▶ [Seitentext]
= = = = = = =

Entscheidungsstichwort (Thema)
Ehegatten-Arbeitsverhältnis; keine Durchführung wie unter Fremden bei verzögerter Zahlung
Leitsatz (NV)
Werden Tantiemen an einen Arbeitnehmer-Ehegatten erst im dritten Jahr nach Ablauf des Gewinnjahres ausgezahlt, fehlt es an einer Durchführung des Arbeitsverhältnisses wie unter Fremden.
Normenkette
EStG § 4 Abs. 4
Verfahrensgang
Tatbestand
Der Kläger und Revisionsbeklagte (Kläger) betreibt ein . . .geschäft, in dem seine Ehefrau mitarbeitet. Neben dem laufenden Arbeitslohn gewährte er ihr ab 1967 aufgrund mündlicher Zusage jährliche Tantiemen in unterschiedlichen Beträgen, für die er Rückstellungen bildete und die er durchschnittlich erst im 3. Jahr nach Bildung der Rückstellung auszahlte. Eine Vereinbarung über die Umwandlung der Tantiemeansprüche in eine verzinsliche Darlehensforderung wurde nicht getroffen.
Für die Zeit von 1970 bis 1978 hat das Finanzgericht (FG) zur Behandlung der Tantiemen folgende Feststellungen getroffen:
Tantieme-Rückstellung Jahr der Ausstellung
1970 7 000
1971 11 800
1972 14 460 33 260 DM 1975
1973 16 200
1974 18 700 34 900 DM 1977
1975 20 600 20 600 DM 1978
1976 15 600 15 600 DM 1979
1977 14 800
1978 15 750 30 550 DM 1980
Im November 1973 fand beim Kläger eine Betriebsprüfung für die Veranlagungszeiträume 1969 bis 1972 statt, die sich auch mit der steuerrechtlichen Anerkennung der damaligen Tantieme-Rückstellungen zugunsten der Ehefrau des Klägers befaßte. Zu dieser Frage fand nach einem Vermerk des damaligen Prüfers am 28. November 1973 eine Besprechung mit dem zuständigen Sachgebietsleiter und dem Sachbearbeiter des Beklagten und Revisionsklägers (Finanzamt - FA -) statt. Der Kläger hatte nach dem Vermerk die verzögerte Auszahlung der Tantiemen mit einem betrieblichen Geldbedarf wegen hoher Anschaffungs- und Umbaukosten für ein Gebäude begründet. Darauf entschied das FA, daß der Tantiemeaufwand als Betriebsausgabe anerkannt werden könne. Die Gewerbesteuermeßbescheide 1969 bis 1972, in denen die Rückstellungen anerkannt worden waren, wurden demgemäß nicht geändert.

= = = = = = =

▶ [Übungsmaterial]

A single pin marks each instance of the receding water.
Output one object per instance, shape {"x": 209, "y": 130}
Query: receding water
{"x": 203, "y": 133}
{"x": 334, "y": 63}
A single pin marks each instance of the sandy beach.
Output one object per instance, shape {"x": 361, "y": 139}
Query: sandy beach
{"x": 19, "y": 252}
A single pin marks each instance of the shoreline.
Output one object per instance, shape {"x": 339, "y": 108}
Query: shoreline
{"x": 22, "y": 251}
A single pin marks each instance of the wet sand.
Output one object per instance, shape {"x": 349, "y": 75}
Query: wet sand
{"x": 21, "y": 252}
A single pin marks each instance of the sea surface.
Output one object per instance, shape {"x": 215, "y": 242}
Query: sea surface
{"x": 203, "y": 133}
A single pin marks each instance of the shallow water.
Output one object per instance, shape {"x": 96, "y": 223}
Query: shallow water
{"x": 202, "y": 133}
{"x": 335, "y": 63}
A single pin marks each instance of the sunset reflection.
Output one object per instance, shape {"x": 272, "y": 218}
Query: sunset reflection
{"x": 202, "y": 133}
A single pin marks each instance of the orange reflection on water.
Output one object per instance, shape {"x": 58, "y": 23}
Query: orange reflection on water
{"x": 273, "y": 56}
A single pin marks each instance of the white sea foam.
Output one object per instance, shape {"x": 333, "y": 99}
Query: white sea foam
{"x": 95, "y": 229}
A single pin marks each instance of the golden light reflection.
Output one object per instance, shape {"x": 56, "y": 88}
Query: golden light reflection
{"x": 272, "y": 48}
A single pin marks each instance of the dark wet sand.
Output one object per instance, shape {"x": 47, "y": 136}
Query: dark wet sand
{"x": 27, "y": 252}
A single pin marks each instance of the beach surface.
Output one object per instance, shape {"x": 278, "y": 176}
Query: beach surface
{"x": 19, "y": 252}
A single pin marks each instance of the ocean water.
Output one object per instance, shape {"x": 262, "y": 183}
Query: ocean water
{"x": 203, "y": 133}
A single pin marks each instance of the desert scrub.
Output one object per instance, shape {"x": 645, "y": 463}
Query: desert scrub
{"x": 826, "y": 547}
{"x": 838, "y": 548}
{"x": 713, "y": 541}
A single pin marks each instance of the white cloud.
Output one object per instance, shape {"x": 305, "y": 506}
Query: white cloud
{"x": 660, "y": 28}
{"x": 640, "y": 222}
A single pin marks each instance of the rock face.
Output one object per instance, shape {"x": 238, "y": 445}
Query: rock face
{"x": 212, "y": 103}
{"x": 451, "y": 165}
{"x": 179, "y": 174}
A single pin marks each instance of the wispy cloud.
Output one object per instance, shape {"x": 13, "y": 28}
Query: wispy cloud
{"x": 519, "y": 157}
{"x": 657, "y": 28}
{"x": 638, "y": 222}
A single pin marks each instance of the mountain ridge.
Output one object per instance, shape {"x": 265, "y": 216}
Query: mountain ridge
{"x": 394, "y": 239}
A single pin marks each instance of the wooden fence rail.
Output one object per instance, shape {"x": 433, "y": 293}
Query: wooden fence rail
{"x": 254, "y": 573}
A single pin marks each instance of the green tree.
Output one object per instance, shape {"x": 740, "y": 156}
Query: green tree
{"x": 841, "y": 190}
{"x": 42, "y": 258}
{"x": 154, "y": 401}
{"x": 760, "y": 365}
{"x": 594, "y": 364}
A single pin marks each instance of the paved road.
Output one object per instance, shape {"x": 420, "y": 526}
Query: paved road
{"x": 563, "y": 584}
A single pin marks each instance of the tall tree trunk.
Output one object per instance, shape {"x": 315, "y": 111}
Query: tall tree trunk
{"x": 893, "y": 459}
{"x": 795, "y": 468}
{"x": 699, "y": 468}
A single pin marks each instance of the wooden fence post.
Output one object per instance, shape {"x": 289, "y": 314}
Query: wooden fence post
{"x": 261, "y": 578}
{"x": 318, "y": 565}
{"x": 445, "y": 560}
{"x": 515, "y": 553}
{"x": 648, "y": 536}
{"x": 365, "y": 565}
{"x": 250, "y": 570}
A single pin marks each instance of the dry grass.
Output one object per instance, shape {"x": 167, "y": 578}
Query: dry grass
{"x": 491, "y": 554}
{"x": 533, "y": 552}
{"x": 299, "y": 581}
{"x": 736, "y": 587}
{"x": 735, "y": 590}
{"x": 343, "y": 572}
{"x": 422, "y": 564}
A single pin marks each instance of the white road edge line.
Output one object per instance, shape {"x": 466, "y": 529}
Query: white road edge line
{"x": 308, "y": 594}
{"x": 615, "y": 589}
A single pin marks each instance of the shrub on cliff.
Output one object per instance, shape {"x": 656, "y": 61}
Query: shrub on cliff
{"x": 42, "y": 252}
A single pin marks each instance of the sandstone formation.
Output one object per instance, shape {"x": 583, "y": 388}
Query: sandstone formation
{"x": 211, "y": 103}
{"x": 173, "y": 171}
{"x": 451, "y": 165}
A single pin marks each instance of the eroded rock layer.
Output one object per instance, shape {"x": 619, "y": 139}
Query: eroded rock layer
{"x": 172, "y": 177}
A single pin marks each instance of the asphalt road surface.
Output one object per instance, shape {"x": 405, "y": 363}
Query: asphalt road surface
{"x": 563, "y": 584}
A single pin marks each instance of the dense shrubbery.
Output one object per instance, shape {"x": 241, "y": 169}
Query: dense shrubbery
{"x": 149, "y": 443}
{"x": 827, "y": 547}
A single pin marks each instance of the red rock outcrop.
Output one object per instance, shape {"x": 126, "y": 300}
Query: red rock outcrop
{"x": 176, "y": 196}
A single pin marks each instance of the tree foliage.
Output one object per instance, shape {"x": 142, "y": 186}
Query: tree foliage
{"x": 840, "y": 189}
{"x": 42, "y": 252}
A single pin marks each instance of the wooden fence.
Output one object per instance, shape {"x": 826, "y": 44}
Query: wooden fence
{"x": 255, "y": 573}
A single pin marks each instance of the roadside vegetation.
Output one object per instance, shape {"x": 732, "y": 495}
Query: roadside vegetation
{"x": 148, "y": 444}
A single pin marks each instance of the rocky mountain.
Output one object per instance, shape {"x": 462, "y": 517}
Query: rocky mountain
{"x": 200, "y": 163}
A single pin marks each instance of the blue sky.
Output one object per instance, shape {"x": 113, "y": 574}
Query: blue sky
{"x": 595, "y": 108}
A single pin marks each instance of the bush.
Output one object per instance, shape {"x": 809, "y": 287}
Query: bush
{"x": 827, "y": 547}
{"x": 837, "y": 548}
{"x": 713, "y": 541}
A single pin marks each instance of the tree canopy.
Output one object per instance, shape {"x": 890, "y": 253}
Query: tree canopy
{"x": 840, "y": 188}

= = = = = = =

▶ [Teile der Übung]
**a)** An welchem Tag fand laut Seitentext die Besprechung mit dem Sachgebietsleiter und dem Sachbearbeiter des Finanzamts statt?
**b)** Zeige jede Zeile, in der das Wort "sunset" vorkommt.
Der Seitentext und die Zeilen stehen in keinem inhaltlichen Zusammenhang.

▶ [Lösungen]
**a)** Am 28. November 1973.

**b)**
A single pin marks each instance of the sunset reflection.
Query: sunset reflection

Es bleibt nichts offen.